>> BEGIN GIVEN ENTRIES

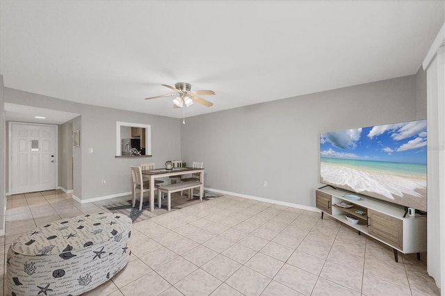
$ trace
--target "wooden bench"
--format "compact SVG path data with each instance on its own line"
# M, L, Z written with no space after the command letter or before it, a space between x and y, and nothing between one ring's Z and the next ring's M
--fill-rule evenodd
M193 198L193 188L200 188L200 199L202 202L202 192L204 190L204 186L202 182L196 181L188 181L186 182L175 183L174 184L165 185L163 186L158 187L158 205L161 208L162 192L167 193L167 210L170 211L171 207L171 195L174 192L179 191L188 190L188 197Z

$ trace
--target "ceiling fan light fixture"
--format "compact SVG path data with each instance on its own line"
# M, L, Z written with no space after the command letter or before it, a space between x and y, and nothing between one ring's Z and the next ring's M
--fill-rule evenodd
M173 104L179 108L184 106L182 98L181 97L177 97L173 99Z
M186 104L186 106L188 107L192 104L193 104L193 100L190 97L187 96L184 98L184 102Z

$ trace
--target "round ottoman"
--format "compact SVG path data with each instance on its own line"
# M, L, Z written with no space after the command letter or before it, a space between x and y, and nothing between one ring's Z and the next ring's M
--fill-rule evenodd
M63 219L17 238L6 258L7 295L77 295L129 261L131 220L110 213Z

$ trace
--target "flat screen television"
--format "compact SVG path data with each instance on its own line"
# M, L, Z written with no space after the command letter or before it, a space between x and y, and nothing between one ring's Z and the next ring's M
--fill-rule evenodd
M426 211L426 120L320 135L320 182Z

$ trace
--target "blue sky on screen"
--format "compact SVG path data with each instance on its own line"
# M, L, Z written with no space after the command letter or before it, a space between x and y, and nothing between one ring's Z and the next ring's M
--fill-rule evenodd
M426 163L426 120L324 133L321 157Z

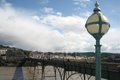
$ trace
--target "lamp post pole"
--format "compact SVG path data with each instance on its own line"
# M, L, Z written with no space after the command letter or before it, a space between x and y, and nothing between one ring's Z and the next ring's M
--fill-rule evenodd
M102 14L99 4L96 1L94 13L87 19L85 27L87 31L95 38L95 54L96 54L96 80L101 80L101 45L100 39L106 34L110 28L107 18Z
M95 53L96 53L96 80L101 80L101 45L99 38L96 39Z

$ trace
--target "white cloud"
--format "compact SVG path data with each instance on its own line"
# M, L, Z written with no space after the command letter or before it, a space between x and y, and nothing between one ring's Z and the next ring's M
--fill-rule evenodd
M42 13L42 15L58 15L58 16L62 16L61 12L57 12L55 11L53 8L50 7L44 7L42 9L40 9L40 12Z
M90 0L73 0L73 4L75 5L81 5L82 7L86 7L87 2Z
M85 18L52 11L54 14L31 17L11 6L1 7L0 43L40 51L94 51L95 40L84 27ZM103 51L120 51L118 34L119 28L111 27L101 40Z
M49 0L35 0L38 1L41 4L47 4L49 2Z

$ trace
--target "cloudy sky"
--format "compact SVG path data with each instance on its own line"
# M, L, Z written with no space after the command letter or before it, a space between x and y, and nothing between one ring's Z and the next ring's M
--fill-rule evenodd
M94 51L85 29L96 0L0 0L0 44L38 51ZM119 0L100 0L111 28L102 51L120 52Z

>> END GIVEN ENTRIES

THE TASK: Please copy the data above, from its beginning up to and including the line that contains "M193 198L193 188L200". Leave out any picture.

COMPLETED TASK:
$ trace
--target "wooden bench"
--format "compact SVG path data with each instance on its own line"
# M, L, Z written with no space after the command letter or before it, a space between x and y, and nothing between one ring's Z and the next ring's M
--fill-rule evenodd
M193 198L193 188L200 188L200 199L202 202L202 192L204 190L204 186L202 182L196 181L188 181L186 182L175 183L174 184L165 185L163 186L158 187L158 205L161 208L162 192L167 193L167 210L170 211L171 207L171 195L174 192L179 191L188 190L188 197Z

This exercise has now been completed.